> **WRITTEN TASK A**
Using the review excerpt on Joanne Yao's book, decide whether each statement agrees with it, and answer yes or no while quoting the deciding words: (i) The book centers on 19th-century efforts to domesticate three rivers. (ii) The book's subtitle is "How Rivers Shaped Empire." (iii) The Nile is one of the rivers the book examines.

> **DOCUMENT SEGMENT**
++++++++

I was reminded of Serpell’s novel when I read Joanne Yao’s breathtaking new book The Ideal River: How Control of Nature Shaped International Order. Straddling historical sociology, international theory, and environmental politics, Yao explores the relationship between empire and the control of nature, or what some scholars have recently termed hydrocolonialism. Focusing on the 19th century projects to domesticate three different rivers—the Rhine, Danube, and Congo—Yao examines how the mastery of wilderness was central to the rise and development of the modern/colonial world system. The dream of the ideal river, it here turns out, drifts straight through the heart of empire.

++++++++

> **GIVEN ENTRIES**
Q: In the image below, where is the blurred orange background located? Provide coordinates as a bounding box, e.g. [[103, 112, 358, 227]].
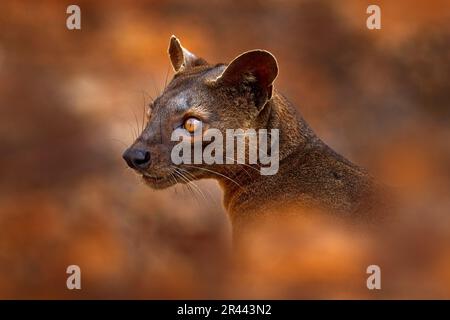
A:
[[0, 0, 450, 299]]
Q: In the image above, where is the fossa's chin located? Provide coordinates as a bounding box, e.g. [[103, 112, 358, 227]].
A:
[[142, 174, 176, 189]]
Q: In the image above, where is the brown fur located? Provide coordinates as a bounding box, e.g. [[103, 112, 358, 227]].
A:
[[122, 37, 382, 239]]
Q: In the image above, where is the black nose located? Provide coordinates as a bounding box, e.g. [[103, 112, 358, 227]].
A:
[[122, 148, 150, 169]]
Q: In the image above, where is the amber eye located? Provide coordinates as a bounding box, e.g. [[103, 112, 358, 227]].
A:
[[149, 103, 153, 119], [183, 118, 202, 133]]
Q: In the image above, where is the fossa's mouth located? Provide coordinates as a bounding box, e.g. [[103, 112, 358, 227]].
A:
[[142, 172, 176, 189]]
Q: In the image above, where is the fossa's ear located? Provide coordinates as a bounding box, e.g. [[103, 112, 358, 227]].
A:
[[216, 50, 278, 103], [167, 36, 207, 72]]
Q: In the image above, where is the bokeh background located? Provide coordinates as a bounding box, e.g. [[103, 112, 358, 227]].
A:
[[0, 0, 450, 299]]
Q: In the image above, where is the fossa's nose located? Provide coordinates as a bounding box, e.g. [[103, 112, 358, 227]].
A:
[[122, 147, 150, 170]]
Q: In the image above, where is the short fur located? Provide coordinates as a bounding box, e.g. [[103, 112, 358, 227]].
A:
[[122, 37, 382, 239]]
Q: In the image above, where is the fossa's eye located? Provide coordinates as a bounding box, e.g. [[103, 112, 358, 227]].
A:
[[183, 117, 202, 133]]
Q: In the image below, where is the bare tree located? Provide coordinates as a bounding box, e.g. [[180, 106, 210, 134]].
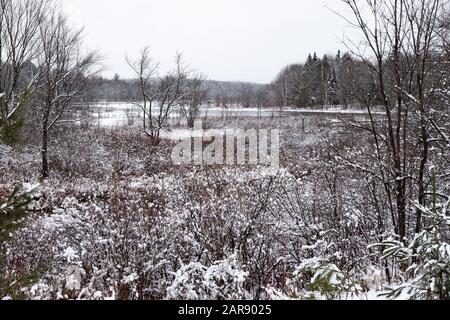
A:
[[0, 0, 48, 140], [34, 9, 100, 178], [180, 75, 208, 128], [127, 49, 189, 144], [345, 0, 445, 241], [126, 47, 159, 136]]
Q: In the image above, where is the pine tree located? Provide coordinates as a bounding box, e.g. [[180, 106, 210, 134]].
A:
[[0, 89, 30, 144]]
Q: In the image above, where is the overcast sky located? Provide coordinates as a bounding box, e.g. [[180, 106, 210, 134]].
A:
[[60, 0, 356, 83]]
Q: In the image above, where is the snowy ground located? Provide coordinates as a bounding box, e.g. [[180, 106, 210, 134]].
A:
[[0, 116, 402, 299]]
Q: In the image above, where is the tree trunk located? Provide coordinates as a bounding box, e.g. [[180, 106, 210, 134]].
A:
[[41, 125, 49, 179]]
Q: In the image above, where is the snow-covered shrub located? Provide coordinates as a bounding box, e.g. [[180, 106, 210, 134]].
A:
[[375, 201, 450, 300], [295, 258, 361, 299], [167, 255, 250, 300]]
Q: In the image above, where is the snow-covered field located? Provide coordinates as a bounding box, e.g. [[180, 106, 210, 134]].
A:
[[75, 102, 384, 128]]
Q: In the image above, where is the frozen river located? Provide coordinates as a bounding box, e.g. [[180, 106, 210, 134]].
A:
[[74, 103, 381, 127]]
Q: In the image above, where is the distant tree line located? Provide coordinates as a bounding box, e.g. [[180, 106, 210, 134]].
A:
[[270, 51, 384, 108]]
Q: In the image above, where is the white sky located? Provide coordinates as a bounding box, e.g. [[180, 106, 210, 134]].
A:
[[59, 0, 356, 83]]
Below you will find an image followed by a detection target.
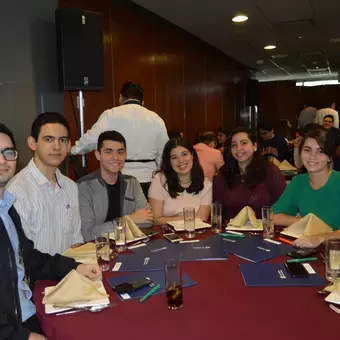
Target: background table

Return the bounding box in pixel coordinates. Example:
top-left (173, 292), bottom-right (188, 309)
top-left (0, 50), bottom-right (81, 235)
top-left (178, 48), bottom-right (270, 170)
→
top-left (34, 231), bottom-right (340, 340)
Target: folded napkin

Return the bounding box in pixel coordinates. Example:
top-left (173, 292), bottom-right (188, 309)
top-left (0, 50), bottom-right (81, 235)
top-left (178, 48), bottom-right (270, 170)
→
top-left (230, 206), bottom-right (258, 227)
top-left (281, 213), bottom-right (333, 238)
top-left (43, 270), bottom-right (108, 305)
top-left (62, 242), bottom-right (97, 263)
top-left (275, 160), bottom-right (297, 171)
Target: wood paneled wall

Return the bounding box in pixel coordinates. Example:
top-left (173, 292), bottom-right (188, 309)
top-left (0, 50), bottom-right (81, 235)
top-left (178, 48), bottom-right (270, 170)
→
top-left (59, 0), bottom-right (248, 170)
top-left (259, 81), bottom-right (340, 127)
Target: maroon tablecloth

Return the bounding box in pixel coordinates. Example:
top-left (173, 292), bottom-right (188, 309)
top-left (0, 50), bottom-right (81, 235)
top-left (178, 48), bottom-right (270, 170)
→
top-left (34, 232), bottom-right (340, 340)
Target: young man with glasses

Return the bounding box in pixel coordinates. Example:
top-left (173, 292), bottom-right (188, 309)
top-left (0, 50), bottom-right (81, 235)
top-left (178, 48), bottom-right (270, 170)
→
top-left (8, 112), bottom-right (83, 255)
top-left (0, 124), bottom-right (101, 340)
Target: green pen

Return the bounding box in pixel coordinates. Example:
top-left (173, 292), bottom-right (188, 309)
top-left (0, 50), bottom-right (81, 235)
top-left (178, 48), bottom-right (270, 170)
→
top-left (139, 285), bottom-right (161, 302)
top-left (287, 257), bottom-right (317, 263)
top-left (218, 233), bottom-right (245, 238)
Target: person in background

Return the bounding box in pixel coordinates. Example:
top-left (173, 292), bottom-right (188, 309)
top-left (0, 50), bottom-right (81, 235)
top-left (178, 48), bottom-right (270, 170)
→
top-left (298, 104), bottom-right (317, 130)
top-left (274, 127), bottom-right (340, 248)
top-left (314, 102), bottom-right (339, 129)
top-left (258, 121), bottom-right (288, 162)
top-left (71, 82), bottom-right (169, 197)
top-left (194, 132), bottom-right (224, 181)
top-left (77, 131), bottom-right (153, 241)
top-left (168, 130), bottom-right (184, 139)
top-left (216, 126), bottom-right (227, 153)
top-left (149, 138), bottom-right (212, 224)
top-left (213, 127), bottom-right (286, 220)
top-left (7, 112), bottom-right (84, 255)
top-left (322, 115), bottom-right (334, 130)
top-left (0, 124), bottom-right (101, 340)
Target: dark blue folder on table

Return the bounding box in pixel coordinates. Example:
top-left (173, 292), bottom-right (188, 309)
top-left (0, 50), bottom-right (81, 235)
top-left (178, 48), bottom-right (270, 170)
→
top-left (174, 236), bottom-right (228, 261)
top-left (108, 271), bottom-right (197, 301)
top-left (240, 263), bottom-right (325, 287)
top-left (221, 236), bottom-right (294, 263)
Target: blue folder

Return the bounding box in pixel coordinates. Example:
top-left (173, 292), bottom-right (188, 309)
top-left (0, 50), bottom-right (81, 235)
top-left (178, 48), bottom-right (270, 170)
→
top-left (240, 263), bottom-right (325, 287)
top-left (221, 236), bottom-right (294, 263)
top-left (108, 271), bottom-right (197, 301)
top-left (174, 236), bottom-right (228, 261)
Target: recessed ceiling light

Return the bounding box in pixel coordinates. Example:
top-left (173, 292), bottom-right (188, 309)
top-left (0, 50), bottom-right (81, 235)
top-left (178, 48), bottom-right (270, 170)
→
top-left (232, 14), bottom-right (248, 22)
top-left (264, 45), bottom-right (276, 50)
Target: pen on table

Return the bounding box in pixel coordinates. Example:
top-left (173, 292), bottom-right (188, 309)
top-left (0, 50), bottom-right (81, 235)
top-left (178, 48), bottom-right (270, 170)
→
top-left (279, 237), bottom-right (295, 246)
top-left (139, 284), bottom-right (161, 302)
top-left (218, 233), bottom-right (245, 238)
top-left (287, 257), bottom-right (317, 263)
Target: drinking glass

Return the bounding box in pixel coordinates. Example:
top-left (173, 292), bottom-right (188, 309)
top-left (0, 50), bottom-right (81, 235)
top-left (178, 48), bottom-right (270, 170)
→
top-left (262, 206), bottom-right (274, 238)
top-left (183, 207), bottom-right (196, 238)
top-left (164, 259), bottom-right (183, 310)
top-left (113, 217), bottom-right (127, 253)
top-left (95, 233), bottom-right (110, 272)
top-left (210, 203), bottom-right (222, 234)
top-left (325, 239), bottom-right (340, 281)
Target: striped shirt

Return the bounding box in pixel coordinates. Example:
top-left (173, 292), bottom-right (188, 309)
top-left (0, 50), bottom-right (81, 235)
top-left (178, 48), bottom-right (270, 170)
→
top-left (6, 159), bottom-right (83, 255)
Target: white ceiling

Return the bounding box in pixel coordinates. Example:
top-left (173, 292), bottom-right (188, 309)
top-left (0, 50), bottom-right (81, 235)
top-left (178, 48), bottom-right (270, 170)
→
top-left (134, 0), bottom-right (340, 81)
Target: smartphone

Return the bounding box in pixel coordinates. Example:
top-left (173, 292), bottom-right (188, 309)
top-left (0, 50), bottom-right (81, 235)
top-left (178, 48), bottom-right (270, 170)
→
top-left (285, 262), bottom-right (309, 277)
top-left (163, 233), bottom-right (183, 243)
top-left (287, 248), bottom-right (316, 259)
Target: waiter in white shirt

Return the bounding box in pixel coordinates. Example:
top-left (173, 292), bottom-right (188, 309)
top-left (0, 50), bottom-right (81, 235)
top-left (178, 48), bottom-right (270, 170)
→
top-left (314, 102), bottom-right (339, 129)
top-left (71, 82), bottom-right (169, 197)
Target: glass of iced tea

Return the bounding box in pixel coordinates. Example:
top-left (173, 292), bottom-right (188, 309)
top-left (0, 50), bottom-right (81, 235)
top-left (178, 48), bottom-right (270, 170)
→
top-left (164, 259), bottom-right (183, 310)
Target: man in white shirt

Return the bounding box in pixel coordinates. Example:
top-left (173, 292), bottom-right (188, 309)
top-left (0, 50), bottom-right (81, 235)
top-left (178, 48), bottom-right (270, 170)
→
top-left (71, 82), bottom-right (169, 197)
top-left (7, 112), bottom-right (83, 255)
top-left (315, 102), bottom-right (339, 129)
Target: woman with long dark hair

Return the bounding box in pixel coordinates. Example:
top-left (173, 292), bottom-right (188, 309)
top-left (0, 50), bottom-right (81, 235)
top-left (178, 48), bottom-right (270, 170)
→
top-left (274, 127), bottom-right (340, 248)
top-left (213, 127), bottom-right (286, 219)
top-left (149, 138), bottom-right (212, 224)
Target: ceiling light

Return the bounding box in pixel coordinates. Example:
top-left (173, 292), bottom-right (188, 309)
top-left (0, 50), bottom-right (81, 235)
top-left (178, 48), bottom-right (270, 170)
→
top-left (232, 14), bottom-right (248, 22)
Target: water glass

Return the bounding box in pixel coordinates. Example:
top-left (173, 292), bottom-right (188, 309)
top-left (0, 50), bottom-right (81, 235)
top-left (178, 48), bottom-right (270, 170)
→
top-left (95, 233), bottom-right (110, 272)
top-left (113, 217), bottom-right (127, 253)
top-left (262, 206), bottom-right (274, 238)
top-left (164, 259), bottom-right (183, 310)
top-left (183, 207), bottom-right (196, 238)
top-left (210, 203), bottom-right (222, 234)
top-left (325, 239), bottom-right (340, 281)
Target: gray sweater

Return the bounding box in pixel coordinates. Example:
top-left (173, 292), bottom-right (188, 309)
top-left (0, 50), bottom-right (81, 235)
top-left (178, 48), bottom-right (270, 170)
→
top-left (77, 170), bottom-right (151, 241)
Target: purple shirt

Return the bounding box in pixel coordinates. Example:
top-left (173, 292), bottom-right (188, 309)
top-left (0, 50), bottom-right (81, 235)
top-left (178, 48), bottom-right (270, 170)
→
top-left (213, 163), bottom-right (286, 222)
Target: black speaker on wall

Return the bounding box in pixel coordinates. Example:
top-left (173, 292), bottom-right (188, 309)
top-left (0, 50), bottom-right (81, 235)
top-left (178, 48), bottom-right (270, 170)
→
top-left (55, 8), bottom-right (104, 91)
top-left (246, 79), bottom-right (260, 106)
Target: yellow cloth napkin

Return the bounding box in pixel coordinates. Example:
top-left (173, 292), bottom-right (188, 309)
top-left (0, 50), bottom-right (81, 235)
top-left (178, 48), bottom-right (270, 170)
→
top-left (282, 213), bottom-right (333, 238)
top-left (231, 206), bottom-right (258, 227)
top-left (43, 270), bottom-right (108, 305)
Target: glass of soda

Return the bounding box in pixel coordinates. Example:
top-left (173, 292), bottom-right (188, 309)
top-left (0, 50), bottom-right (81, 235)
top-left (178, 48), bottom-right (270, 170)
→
top-left (164, 259), bottom-right (183, 310)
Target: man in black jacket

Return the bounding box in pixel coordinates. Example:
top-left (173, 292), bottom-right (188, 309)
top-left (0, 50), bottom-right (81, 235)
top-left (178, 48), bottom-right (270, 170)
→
top-left (0, 124), bottom-right (101, 340)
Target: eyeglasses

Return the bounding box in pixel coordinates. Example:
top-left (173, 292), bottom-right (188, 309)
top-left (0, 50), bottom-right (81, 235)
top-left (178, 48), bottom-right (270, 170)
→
top-left (0, 148), bottom-right (19, 161)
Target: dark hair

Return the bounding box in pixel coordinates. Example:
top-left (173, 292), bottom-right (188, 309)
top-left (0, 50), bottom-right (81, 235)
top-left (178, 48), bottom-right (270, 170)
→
top-left (199, 132), bottom-right (217, 145)
top-left (299, 126), bottom-right (335, 158)
top-left (31, 112), bottom-right (70, 141)
top-left (257, 121), bottom-right (275, 131)
top-left (120, 81), bottom-right (144, 102)
top-left (158, 138), bottom-right (204, 198)
top-left (97, 130), bottom-right (126, 151)
top-left (168, 130), bottom-right (181, 139)
top-left (220, 127), bottom-right (268, 189)
top-left (0, 123), bottom-right (17, 149)
top-left (323, 115), bottom-right (334, 123)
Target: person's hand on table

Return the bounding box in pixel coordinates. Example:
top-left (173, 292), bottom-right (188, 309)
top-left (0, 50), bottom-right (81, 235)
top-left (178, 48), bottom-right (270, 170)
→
top-left (294, 235), bottom-right (326, 248)
top-left (76, 264), bottom-right (102, 281)
top-left (28, 333), bottom-right (47, 340)
top-left (129, 208), bottom-right (153, 223)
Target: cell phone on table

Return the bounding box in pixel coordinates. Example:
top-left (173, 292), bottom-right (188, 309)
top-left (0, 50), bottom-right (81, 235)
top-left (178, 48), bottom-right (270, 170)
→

++++++++

> **WRITTEN TASK B**
Arrange the entries from the line holding "Below you will" through the line holding "top-left (275, 160), bottom-right (297, 171)", inclusive, as a Markdown table with the columns n and Line, where n numbers each row. Omit blank lines and leave the pictures out.

> **CORRECT OUTPUT A**
(i) Yes: "Focusing on the 19th century projects to domesticate three different rivers—the Rhine, Danube, and Congo"
(ii) No: "The Ideal River: How Control of Nature Shaped International Order"
(iii) No: "the Rhine, Danube, and Congo"

> **CORRECT OUTPUT B**
| n | Line |
|---|---|
| 1 | Below you will find an image followed by a detection target. |
| 2 | Target: background table |
| 3 | Return the bounding box in pixel coordinates. Example: |
| 4 | top-left (173, 292), bottom-right (188, 309) |
| 5 | top-left (0, 50), bottom-right (81, 235) |
| 6 | top-left (178, 48), bottom-right (270, 170) |
| 7 | → |
| 8 | top-left (34, 231), bottom-right (340, 340) |
| 9 | Target: folded napkin |
| 10 | Return the bounding box in pixel coordinates. Example: |
| 11 | top-left (173, 292), bottom-right (188, 309) |
| 12 | top-left (0, 50), bottom-right (81, 235) |
| 13 | top-left (178, 48), bottom-right (270, 170) |
| 14 | → |
| 15 | top-left (230, 206), bottom-right (258, 227) |
| 16 | top-left (281, 213), bottom-right (333, 238) |
| 17 | top-left (43, 270), bottom-right (108, 305) |
| 18 | top-left (62, 242), bottom-right (97, 263) |
| 19 | top-left (275, 160), bottom-right (297, 171) |